▸ **Work to be completed**: How many lines in the data below contain the string "trunk"? Reply with the number alone.
::::::::
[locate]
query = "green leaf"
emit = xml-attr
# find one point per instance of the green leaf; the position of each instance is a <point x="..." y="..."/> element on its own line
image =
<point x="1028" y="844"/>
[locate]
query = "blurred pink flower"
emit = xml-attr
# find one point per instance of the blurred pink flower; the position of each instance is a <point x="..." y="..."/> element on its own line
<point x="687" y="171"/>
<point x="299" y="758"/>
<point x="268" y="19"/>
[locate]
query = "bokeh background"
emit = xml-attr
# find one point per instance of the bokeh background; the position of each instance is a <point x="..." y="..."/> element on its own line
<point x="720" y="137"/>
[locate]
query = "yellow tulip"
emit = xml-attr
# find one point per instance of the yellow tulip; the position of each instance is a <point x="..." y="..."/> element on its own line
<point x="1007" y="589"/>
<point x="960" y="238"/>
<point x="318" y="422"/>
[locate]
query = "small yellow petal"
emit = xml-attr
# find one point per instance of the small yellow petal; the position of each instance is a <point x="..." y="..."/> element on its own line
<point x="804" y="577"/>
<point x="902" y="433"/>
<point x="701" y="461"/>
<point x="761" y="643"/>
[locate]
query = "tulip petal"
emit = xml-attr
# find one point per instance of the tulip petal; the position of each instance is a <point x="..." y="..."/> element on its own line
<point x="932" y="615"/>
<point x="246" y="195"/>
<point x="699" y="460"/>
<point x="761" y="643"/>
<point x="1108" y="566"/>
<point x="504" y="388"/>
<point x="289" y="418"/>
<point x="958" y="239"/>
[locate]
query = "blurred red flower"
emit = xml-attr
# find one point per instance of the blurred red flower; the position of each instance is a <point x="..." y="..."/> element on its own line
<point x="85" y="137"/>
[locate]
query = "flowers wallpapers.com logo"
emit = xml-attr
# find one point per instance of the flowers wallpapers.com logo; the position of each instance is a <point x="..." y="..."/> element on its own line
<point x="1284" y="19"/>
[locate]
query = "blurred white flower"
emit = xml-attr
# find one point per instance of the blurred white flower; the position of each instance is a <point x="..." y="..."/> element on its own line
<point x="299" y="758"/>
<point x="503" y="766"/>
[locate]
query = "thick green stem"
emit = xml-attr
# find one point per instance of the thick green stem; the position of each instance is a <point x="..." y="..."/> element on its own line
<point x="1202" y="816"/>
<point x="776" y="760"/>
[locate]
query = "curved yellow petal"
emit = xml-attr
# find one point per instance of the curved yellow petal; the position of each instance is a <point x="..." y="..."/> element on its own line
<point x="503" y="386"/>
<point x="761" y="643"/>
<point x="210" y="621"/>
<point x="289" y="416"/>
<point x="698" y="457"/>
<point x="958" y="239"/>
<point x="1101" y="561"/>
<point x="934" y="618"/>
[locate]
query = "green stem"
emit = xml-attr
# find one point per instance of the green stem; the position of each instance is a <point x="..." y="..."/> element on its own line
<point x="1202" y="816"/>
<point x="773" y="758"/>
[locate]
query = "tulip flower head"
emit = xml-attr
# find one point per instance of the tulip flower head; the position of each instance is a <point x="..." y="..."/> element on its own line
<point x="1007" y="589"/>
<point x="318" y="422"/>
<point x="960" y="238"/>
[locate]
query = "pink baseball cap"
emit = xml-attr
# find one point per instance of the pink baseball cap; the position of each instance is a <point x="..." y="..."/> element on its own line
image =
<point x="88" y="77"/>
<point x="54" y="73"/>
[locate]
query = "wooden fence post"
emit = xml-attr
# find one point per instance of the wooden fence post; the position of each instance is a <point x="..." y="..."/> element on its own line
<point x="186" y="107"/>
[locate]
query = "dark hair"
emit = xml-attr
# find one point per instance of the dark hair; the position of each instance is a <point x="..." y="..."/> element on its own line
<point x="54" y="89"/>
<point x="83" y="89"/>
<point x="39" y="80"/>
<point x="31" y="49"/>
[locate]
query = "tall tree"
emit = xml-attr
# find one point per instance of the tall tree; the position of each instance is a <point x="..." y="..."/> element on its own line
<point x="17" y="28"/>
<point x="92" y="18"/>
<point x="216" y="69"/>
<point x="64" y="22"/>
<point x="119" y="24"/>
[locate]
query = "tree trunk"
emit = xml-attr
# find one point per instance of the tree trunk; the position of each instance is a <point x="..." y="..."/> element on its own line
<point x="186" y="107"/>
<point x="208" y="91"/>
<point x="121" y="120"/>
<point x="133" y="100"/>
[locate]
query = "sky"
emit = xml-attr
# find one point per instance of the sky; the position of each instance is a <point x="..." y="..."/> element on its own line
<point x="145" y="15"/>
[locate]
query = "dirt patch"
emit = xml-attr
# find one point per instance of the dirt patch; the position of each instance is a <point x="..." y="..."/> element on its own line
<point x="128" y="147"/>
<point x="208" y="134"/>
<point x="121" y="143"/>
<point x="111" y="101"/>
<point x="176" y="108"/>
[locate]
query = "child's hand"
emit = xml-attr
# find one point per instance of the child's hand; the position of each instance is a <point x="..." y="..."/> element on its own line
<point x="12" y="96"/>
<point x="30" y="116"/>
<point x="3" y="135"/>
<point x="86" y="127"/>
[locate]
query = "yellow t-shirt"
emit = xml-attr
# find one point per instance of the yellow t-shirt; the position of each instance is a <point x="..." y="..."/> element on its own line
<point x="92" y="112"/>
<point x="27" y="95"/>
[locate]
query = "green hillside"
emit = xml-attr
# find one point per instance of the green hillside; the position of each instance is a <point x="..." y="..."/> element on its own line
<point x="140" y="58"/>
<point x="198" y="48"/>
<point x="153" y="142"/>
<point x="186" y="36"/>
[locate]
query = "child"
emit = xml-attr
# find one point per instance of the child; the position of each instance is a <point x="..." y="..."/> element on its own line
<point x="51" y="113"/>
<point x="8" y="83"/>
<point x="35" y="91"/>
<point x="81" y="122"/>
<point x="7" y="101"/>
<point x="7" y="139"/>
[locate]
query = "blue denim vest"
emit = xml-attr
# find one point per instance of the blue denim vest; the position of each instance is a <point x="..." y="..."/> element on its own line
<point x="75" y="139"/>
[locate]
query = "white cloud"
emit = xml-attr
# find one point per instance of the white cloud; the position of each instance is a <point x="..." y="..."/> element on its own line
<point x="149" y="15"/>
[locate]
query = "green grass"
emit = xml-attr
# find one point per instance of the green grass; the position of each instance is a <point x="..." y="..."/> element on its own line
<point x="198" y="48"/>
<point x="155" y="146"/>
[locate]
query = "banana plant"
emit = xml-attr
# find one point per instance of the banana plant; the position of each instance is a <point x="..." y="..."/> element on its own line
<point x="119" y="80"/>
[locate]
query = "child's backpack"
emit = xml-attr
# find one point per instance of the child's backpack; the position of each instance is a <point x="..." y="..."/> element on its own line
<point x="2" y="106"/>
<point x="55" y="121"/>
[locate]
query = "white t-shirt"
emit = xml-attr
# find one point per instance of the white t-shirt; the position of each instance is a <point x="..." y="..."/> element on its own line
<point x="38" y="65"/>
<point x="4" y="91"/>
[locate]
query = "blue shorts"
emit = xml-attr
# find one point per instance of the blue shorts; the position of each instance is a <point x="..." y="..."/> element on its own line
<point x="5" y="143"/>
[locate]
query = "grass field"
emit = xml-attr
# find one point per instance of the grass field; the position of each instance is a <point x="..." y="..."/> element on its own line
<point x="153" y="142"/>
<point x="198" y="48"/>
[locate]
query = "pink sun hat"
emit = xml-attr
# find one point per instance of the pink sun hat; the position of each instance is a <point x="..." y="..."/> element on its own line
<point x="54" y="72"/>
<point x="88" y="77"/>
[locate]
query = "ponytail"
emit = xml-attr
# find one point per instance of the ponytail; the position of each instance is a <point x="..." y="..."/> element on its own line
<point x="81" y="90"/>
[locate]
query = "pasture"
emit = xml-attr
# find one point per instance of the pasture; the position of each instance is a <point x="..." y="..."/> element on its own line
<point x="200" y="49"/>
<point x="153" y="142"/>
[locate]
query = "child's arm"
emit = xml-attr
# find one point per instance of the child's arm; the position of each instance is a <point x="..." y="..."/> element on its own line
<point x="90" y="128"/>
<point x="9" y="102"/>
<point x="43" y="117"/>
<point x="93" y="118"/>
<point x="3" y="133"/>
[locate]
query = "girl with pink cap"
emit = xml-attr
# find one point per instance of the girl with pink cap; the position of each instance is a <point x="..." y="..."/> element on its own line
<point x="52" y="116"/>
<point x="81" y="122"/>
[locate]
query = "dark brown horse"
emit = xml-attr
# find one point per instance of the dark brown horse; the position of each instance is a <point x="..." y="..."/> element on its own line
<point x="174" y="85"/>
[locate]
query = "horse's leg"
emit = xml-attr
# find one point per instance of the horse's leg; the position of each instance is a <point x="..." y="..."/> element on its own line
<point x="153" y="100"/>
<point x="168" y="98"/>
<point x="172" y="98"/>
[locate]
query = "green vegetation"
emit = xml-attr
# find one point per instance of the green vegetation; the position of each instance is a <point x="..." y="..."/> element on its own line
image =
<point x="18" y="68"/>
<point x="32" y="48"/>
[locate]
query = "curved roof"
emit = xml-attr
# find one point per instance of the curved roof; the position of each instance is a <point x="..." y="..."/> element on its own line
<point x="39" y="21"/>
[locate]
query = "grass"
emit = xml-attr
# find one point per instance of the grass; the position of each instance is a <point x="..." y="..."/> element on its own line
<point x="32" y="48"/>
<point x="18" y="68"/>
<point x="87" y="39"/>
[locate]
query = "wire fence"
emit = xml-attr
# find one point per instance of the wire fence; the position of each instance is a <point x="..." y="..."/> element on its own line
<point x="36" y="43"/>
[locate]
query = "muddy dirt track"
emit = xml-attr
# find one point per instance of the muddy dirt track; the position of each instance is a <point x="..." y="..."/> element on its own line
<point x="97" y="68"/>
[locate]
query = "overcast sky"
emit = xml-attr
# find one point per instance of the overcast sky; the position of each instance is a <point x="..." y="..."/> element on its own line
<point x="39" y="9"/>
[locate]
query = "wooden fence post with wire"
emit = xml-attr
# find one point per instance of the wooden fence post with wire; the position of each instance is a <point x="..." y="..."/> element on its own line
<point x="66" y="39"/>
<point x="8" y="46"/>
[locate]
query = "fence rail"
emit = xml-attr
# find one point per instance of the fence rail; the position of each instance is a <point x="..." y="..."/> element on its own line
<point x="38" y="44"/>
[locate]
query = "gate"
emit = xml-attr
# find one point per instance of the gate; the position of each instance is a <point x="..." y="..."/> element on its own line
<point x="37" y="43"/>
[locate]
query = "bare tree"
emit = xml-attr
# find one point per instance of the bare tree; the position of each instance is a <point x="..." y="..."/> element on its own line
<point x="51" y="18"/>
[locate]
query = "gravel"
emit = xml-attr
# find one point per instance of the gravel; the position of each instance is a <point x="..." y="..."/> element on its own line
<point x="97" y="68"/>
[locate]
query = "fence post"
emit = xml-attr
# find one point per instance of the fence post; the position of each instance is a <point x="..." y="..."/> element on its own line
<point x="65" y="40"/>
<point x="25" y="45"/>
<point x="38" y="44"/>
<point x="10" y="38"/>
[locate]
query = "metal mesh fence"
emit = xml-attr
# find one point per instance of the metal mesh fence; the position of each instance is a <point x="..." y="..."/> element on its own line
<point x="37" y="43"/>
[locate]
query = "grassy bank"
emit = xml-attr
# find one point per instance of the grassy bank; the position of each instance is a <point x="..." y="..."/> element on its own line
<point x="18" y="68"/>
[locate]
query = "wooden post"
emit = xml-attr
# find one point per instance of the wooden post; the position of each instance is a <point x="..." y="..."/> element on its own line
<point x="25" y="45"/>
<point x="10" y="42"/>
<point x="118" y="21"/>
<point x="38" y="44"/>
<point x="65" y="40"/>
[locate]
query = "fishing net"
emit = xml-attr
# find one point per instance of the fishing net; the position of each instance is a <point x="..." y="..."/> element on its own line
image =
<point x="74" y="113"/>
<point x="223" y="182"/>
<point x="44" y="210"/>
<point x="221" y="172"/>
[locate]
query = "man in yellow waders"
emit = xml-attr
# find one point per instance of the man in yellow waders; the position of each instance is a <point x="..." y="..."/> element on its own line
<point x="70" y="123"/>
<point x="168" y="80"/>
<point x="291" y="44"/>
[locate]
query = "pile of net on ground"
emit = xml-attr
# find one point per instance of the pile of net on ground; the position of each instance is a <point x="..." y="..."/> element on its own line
::::::::
▸ **Result of this task**: 2